(Record extracts Opens)
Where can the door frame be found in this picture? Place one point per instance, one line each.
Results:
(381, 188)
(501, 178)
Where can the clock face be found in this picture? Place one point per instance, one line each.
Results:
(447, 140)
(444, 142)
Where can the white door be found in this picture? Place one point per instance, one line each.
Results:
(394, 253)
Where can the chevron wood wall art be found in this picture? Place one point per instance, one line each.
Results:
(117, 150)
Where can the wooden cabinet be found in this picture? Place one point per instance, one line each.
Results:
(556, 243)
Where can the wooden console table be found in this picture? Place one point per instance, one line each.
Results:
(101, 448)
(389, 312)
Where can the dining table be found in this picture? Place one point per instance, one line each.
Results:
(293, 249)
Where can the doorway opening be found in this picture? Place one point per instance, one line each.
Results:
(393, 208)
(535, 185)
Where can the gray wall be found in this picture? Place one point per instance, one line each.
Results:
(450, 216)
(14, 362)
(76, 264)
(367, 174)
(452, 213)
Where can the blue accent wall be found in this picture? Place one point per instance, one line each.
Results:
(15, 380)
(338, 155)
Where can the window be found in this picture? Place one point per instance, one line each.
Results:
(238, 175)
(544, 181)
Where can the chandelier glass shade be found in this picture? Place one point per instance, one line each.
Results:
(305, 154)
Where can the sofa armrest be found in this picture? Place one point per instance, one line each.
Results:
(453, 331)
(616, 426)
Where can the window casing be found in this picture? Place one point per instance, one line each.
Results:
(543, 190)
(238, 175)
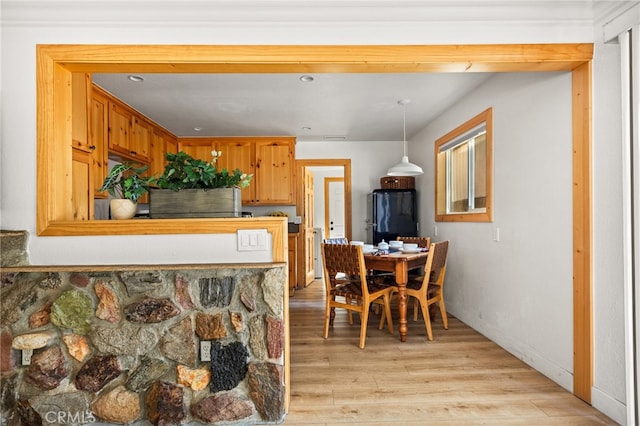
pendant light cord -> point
(404, 127)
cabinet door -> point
(82, 185)
(119, 128)
(239, 154)
(80, 104)
(98, 137)
(293, 270)
(274, 171)
(140, 139)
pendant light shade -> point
(404, 167)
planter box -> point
(217, 202)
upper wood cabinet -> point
(274, 172)
(199, 148)
(99, 138)
(129, 133)
(239, 153)
(141, 131)
(80, 87)
(269, 159)
(82, 185)
(162, 142)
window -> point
(464, 171)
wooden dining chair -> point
(348, 286)
(421, 241)
(428, 289)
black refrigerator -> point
(393, 213)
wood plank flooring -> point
(459, 378)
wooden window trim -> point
(485, 116)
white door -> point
(334, 199)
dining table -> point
(400, 263)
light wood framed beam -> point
(54, 64)
(582, 233)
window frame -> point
(442, 194)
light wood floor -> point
(460, 378)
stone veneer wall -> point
(122, 345)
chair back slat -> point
(421, 241)
(335, 241)
(437, 261)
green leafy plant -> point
(185, 172)
(127, 181)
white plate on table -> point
(418, 250)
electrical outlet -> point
(26, 356)
(252, 240)
(205, 350)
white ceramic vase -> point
(122, 208)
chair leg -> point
(427, 320)
(383, 319)
(364, 318)
(443, 311)
(387, 313)
(349, 313)
(329, 313)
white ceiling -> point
(358, 107)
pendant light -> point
(404, 167)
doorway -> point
(334, 207)
(328, 168)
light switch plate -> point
(252, 240)
(205, 350)
(26, 356)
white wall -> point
(369, 162)
(608, 291)
(505, 273)
(517, 291)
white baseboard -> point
(608, 406)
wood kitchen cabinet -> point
(82, 185)
(162, 142)
(293, 263)
(239, 153)
(80, 105)
(129, 133)
(99, 138)
(141, 131)
(274, 172)
(199, 148)
(269, 159)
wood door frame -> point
(301, 165)
(327, 208)
(345, 163)
(56, 63)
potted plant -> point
(126, 183)
(191, 187)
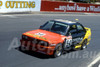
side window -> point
(73, 29)
(79, 28)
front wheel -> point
(58, 51)
(84, 45)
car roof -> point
(65, 21)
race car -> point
(56, 36)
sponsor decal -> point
(19, 5)
(76, 7)
(38, 36)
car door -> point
(80, 32)
(74, 33)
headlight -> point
(24, 37)
(53, 44)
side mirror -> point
(41, 26)
(68, 34)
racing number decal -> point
(68, 42)
(40, 34)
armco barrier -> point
(19, 5)
(69, 7)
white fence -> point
(19, 5)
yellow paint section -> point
(19, 4)
(78, 46)
(36, 36)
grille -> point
(35, 41)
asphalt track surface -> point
(12, 26)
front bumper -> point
(49, 50)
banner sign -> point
(69, 7)
(19, 5)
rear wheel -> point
(58, 51)
(84, 45)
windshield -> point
(55, 27)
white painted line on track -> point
(52, 15)
(94, 61)
(99, 65)
(11, 16)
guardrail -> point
(55, 6)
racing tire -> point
(57, 51)
(66, 48)
(84, 45)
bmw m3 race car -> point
(56, 36)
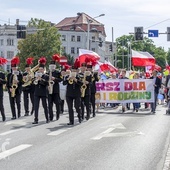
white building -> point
(8, 43)
(77, 31)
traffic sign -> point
(63, 59)
(153, 33)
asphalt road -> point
(110, 141)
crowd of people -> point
(76, 86)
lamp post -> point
(88, 28)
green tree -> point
(127, 42)
(44, 42)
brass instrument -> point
(51, 82)
(84, 86)
(72, 74)
(38, 75)
(14, 83)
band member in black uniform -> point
(73, 93)
(2, 82)
(41, 90)
(14, 86)
(86, 78)
(95, 78)
(53, 88)
(28, 86)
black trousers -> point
(17, 100)
(2, 107)
(62, 105)
(54, 98)
(36, 106)
(27, 94)
(93, 104)
(85, 102)
(70, 101)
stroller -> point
(168, 102)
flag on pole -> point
(140, 58)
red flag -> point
(140, 58)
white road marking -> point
(16, 122)
(58, 132)
(14, 150)
(116, 134)
(9, 132)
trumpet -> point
(51, 82)
(84, 86)
(71, 76)
(14, 83)
(38, 75)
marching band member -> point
(85, 90)
(14, 86)
(41, 90)
(95, 78)
(73, 93)
(28, 86)
(53, 97)
(2, 82)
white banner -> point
(125, 91)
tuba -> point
(51, 82)
(14, 83)
(84, 86)
(38, 75)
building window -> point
(10, 42)
(72, 50)
(73, 38)
(10, 54)
(1, 42)
(8, 68)
(63, 38)
(93, 49)
(93, 39)
(1, 54)
(78, 38)
(78, 50)
(64, 49)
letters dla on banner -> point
(125, 91)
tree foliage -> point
(125, 43)
(44, 42)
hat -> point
(29, 62)
(74, 67)
(84, 65)
(15, 61)
(89, 66)
(42, 61)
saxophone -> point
(51, 82)
(38, 75)
(84, 86)
(14, 83)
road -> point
(110, 141)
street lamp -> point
(88, 28)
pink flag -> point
(140, 58)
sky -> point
(121, 15)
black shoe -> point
(70, 123)
(35, 122)
(13, 118)
(3, 119)
(79, 120)
(87, 117)
(26, 114)
(57, 117)
(32, 112)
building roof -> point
(80, 23)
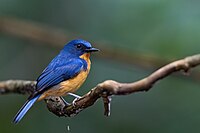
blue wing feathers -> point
(55, 75)
(24, 109)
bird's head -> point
(79, 47)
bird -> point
(63, 75)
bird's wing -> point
(53, 77)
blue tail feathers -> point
(24, 109)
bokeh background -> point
(151, 32)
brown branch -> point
(106, 89)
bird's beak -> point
(92, 50)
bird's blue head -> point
(79, 47)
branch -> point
(105, 89)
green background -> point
(167, 29)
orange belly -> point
(70, 85)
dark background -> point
(165, 29)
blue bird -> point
(64, 74)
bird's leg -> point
(76, 97)
(65, 102)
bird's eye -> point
(78, 46)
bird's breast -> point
(70, 85)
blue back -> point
(64, 66)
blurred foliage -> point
(165, 28)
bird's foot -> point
(65, 102)
(76, 98)
(74, 95)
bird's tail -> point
(24, 109)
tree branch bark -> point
(105, 89)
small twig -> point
(106, 89)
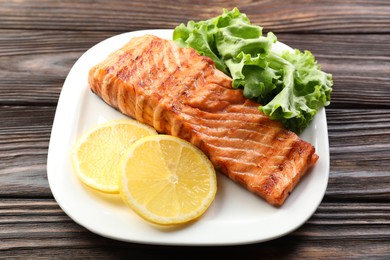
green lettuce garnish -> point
(290, 85)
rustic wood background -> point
(39, 42)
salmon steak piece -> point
(181, 93)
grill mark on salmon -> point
(179, 92)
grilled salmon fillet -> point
(181, 93)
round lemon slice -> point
(167, 180)
(96, 155)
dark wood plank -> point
(33, 72)
(279, 16)
(24, 140)
(33, 228)
(360, 157)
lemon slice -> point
(96, 155)
(167, 180)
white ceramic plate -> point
(235, 217)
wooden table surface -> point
(40, 41)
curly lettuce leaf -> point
(290, 86)
(305, 89)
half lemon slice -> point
(96, 155)
(167, 180)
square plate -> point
(235, 217)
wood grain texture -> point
(39, 227)
(287, 16)
(360, 157)
(39, 42)
(34, 71)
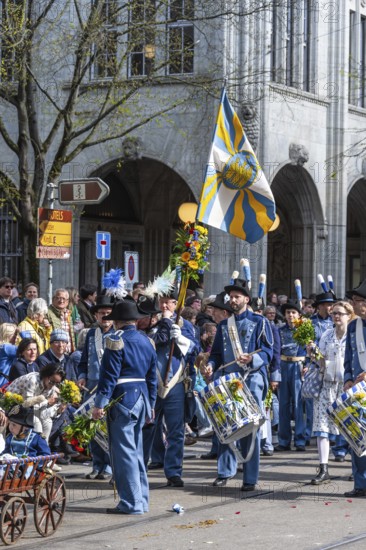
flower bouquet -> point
(304, 334)
(190, 255)
(70, 393)
(84, 428)
(348, 413)
(8, 400)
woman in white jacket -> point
(332, 346)
(39, 390)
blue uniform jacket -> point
(254, 332)
(288, 345)
(136, 359)
(352, 367)
(162, 340)
(320, 325)
(89, 366)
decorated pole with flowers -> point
(190, 260)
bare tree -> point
(78, 73)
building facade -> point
(297, 77)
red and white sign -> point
(131, 268)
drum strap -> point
(178, 377)
(360, 344)
(234, 337)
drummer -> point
(355, 372)
(236, 338)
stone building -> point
(297, 78)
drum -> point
(232, 409)
(348, 413)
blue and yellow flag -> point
(236, 196)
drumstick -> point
(235, 361)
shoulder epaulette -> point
(114, 342)
(152, 342)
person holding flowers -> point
(245, 341)
(332, 348)
(293, 355)
(355, 372)
(128, 373)
(89, 373)
(39, 389)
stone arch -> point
(292, 247)
(356, 233)
(140, 213)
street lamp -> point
(187, 212)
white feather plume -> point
(161, 285)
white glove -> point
(175, 332)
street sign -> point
(52, 253)
(131, 268)
(103, 243)
(54, 234)
(83, 191)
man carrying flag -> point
(236, 196)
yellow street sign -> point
(58, 228)
(51, 239)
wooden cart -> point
(30, 481)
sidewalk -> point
(286, 511)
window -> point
(11, 36)
(293, 31)
(180, 37)
(142, 37)
(357, 60)
(105, 49)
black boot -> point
(322, 476)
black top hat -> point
(125, 310)
(324, 298)
(358, 291)
(149, 306)
(102, 301)
(291, 304)
(222, 301)
(257, 303)
(240, 285)
(21, 415)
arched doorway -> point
(356, 234)
(292, 246)
(140, 213)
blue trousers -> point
(309, 418)
(226, 461)
(172, 409)
(126, 450)
(359, 470)
(341, 447)
(101, 461)
(290, 394)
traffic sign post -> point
(103, 253)
(131, 268)
(103, 244)
(83, 191)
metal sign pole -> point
(51, 203)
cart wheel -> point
(49, 505)
(13, 519)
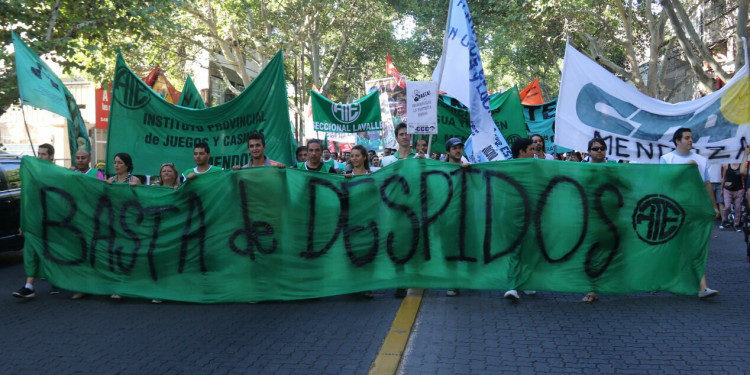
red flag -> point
(390, 69)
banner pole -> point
(28, 133)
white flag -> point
(460, 74)
(595, 103)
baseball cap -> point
(453, 142)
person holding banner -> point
(314, 163)
(404, 147)
(168, 176)
(540, 147)
(522, 148)
(45, 151)
(83, 165)
(123, 170)
(256, 146)
(201, 155)
(683, 154)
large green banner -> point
(275, 234)
(362, 115)
(453, 120)
(154, 131)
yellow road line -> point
(392, 350)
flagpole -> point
(28, 133)
(442, 64)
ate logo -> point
(129, 91)
(657, 219)
(346, 113)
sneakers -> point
(512, 295)
(708, 292)
(24, 293)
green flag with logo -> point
(38, 86)
(154, 131)
(268, 233)
(362, 115)
(453, 119)
(190, 97)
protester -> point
(540, 153)
(45, 151)
(522, 148)
(375, 163)
(684, 154)
(597, 154)
(404, 146)
(314, 163)
(301, 154)
(123, 165)
(83, 163)
(168, 176)
(455, 149)
(733, 191)
(256, 146)
(201, 155)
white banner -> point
(594, 102)
(461, 75)
(421, 107)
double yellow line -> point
(392, 350)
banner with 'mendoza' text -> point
(154, 131)
(274, 234)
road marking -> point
(392, 350)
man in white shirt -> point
(684, 154)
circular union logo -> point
(346, 113)
(129, 92)
(657, 219)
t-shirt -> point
(320, 168)
(268, 162)
(675, 158)
(390, 159)
(95, 173)
(211, 169)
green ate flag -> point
(38, 86)
(362, 115)
(453, 120)
(154, 131)
(190, 97)
(276, 234)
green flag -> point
(190, 96)
(453, 119)
(38, 86)
(362, 115)
(273, 234)
(154, 131)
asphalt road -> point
(477, 332)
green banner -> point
(154, 131)
(453, 120)
(190, 97)
(362, 115)
(275, 234)
(38, 86)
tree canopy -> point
(336, 45)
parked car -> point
(10, 203)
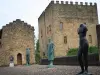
(Record extracts Closes)
## Exercise requirements
Leave out the pictures, then reproduce exactly the run of lines from the one that contains "arched doorway -> point" to the final line of the listing above.

## Exercise solution
arched doorway -> point
(356, 234)
(292, 246)
(140, 213)
blue trousers -> point
(309, 418)
(226, 461)
(172, 409)
(126, 450)
(359, 470)
(341, 447)
(101, 461)
(290, 394)
traffic sign post -> point
(103, 253)
(131, 268)
(103, 244)
(83, 191)
metal sign pole -> point
(51, 203)
cart wheel -> point
(49, 505)
(13, 519)
red flag -> point
(390, 69)
banner pole -> point
(28, 133)
white flag -> point
(460, 74)
(595, 103)
baseball cap -> point
(453, 142)
person holding banner -> point
(314, 163)
(404, 147)
(168, 176)
(540, 147)
(522, 148)
(45, 151)
(83, 165)
(123, 170)
(256, 146)
(201, 155)
(683, 154)
large green banner -> point
(275, 234)
(362, 115)
(453, 120)
(154, 131)
yellow road line -> point
(392, 350)
flagpole -> point
(28, 133)
(442, 64)
ate logo -> point
(129, 91)
(657, 219)
(346, 113)
sneakers -> point
(512, 295)
(708, 292)
(24, 293)
green flag with logo -> point
(38, 86)
(154, 131)
(268, 233)
(362, 115)
(453, 119)
(190, 97)
protester -> point
(540, 153)
(45, 151)
(522, 148)
(375, 163)
(684, 154)
(597, 154)
(404, 146)
(314, 163)
(301, 154)
(123, 165)
(83, 163)
(168, 176)
(455, 149)
(733, 191)
(256, 146)
(201, 155)
white banner -> point
(594, 102)
(461, 75)
(421, 107)
double yellow line -> point
(392, 350)
banner with 'mendoza' text -> point
(154, 131)
(274, 234)
road marking -> point
(392, 350)
man in white shirt -> point
(684, 154)
circular union logo -> point
(346, 113)
(129, 92)
(657, 219)
t-shirt -> point
(320, 168)
(268, 162)
(675, 158)
(390, 159)
(95, 173)
(211, 169)
green ate flag -> point
(38, 86)
(362, 115)
(453, 120)
(154, 131)
(190, 97)
(276, 234)
green flag -> point
(190, 96)
(453, 119)
(38, 86)
(362, 115)
(273, 234)
(154, 131)
asphalt road -> point
(477, 332)
green banner -> point
(154, 131)
(453, 120)
(190, 97)
(362, 115)
(275, 234)
(38, 86)
tree canopy -> point
(336, 45)
parked car -> point
(10, 203)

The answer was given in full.